Dataset ::
:::::
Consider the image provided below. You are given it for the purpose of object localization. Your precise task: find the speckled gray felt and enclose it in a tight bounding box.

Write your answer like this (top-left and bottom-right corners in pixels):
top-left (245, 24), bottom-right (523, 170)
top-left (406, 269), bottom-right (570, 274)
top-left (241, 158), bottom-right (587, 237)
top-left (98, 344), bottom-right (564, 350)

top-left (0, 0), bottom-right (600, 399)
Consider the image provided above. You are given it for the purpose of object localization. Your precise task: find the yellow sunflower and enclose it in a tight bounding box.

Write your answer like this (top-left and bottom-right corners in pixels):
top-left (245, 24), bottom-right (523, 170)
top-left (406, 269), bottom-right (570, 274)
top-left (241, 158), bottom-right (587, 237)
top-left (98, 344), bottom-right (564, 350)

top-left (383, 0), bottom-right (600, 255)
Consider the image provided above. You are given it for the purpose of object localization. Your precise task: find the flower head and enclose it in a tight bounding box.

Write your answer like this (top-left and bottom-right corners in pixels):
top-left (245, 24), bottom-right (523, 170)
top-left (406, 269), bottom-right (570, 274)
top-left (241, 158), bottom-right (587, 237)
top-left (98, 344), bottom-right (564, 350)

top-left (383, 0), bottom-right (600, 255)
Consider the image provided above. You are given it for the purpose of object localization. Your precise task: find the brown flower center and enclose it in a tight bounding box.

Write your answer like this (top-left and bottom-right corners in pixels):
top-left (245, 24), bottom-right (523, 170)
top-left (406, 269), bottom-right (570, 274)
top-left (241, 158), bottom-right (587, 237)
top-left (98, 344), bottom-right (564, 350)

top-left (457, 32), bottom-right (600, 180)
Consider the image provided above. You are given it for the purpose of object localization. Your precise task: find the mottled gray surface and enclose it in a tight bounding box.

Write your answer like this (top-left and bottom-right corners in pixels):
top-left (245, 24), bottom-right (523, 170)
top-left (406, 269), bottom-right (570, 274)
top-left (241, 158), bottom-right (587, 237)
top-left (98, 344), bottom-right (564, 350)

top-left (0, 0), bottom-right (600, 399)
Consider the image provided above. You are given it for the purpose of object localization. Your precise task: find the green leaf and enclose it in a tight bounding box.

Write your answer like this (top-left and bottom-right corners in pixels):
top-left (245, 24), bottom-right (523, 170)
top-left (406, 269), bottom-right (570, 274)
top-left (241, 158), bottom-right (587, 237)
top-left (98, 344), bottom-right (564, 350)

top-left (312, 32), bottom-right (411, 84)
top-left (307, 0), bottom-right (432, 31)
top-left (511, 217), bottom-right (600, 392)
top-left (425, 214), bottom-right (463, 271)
:::::
Task ::
Please rescale the records from the line containing "find the mottled" through the end of the records, both ends included, and write all those lines out again with the requests kept in. Multiply every pixel coordinate in the answers by 2.05 and round to whole numbers, halves up, leaving the sample coordinates in the requests unchanged.

Response to this task ::
Consider the image provided above. You are given it for the purpose of object localization. Your precise task: find the mottled gray surface and enclose it in a tight bounding box.

Write your answer like this (top-left and bottom-right corners in pixels):
top-left (245, 24), bottom-right (523, 170)
top-left (406, 269), bottom-right (570, 274)
top-left (241, 158), bottom-right (587, 237)
top-left (98, 344), bottom-right (564, 350)

top-left (0, 0), bottom-right (1230, 818)
Consider the image provided above. You are given it for the purpose of object localization. Your precise task: find the green leaf and enclose it in a tight bounding box.

Write your answer like this (top-left and bottom-right corners in pixels):
top-left (245, 24), bottom-right (523, 170)
top-left (406, 269), bottom-right (570, 274)
top-left (241, 158), bottom-right (587, 237)
top-left (98, 344), bottom-right (564, 350)

top-left (640, 66), bottom-right (843, 172)
top-left (629, 0), bottom-right (886, 64)
top-left (1048, 445), bottom-right (1230, 804)
top-left (871, 439), bottom-right (949, 556)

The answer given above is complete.